_Activity_: Using the listing beneath this task, count the lines with the word "slope" and write only the result.

_Data for this exercise_:
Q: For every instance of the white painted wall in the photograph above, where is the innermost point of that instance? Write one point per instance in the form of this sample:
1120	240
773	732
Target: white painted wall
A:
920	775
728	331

...

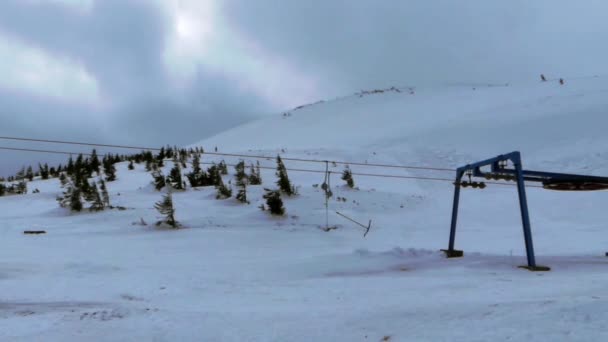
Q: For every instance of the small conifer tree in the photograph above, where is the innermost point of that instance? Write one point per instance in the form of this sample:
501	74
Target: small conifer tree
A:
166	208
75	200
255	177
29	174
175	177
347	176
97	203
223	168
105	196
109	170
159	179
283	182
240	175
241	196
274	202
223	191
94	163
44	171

* * *

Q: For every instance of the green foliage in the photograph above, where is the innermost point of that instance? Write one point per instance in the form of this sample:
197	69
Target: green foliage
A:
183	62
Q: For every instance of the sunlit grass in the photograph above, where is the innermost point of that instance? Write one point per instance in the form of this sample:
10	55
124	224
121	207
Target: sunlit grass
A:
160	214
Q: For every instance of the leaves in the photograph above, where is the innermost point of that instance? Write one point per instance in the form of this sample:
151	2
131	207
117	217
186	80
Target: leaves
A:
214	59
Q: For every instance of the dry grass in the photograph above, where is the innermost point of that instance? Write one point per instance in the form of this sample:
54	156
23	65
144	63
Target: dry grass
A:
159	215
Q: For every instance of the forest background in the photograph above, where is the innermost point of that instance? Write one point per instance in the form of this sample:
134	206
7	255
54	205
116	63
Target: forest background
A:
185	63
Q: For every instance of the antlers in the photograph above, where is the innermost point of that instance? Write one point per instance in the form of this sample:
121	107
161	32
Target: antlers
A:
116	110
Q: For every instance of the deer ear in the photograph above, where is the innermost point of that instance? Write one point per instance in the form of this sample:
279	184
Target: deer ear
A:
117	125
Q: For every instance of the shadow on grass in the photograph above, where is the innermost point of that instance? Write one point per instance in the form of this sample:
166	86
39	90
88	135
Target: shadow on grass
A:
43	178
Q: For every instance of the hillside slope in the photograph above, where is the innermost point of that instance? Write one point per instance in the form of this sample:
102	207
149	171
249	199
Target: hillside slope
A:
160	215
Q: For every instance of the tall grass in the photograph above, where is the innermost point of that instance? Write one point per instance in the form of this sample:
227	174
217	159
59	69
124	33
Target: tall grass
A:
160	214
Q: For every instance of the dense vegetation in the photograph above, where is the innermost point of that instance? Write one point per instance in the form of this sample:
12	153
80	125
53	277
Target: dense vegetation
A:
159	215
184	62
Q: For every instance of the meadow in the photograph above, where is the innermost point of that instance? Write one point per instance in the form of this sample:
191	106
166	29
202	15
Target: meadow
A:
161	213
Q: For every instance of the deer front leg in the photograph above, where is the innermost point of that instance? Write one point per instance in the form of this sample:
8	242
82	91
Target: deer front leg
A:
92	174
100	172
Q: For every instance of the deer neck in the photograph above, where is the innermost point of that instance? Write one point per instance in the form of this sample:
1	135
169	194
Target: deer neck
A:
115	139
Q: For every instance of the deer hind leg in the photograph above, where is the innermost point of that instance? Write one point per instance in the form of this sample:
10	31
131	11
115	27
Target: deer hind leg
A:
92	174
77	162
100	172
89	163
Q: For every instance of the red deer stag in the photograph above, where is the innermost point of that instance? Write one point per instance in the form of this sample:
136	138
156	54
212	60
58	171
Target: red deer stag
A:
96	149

_Answer box_: 2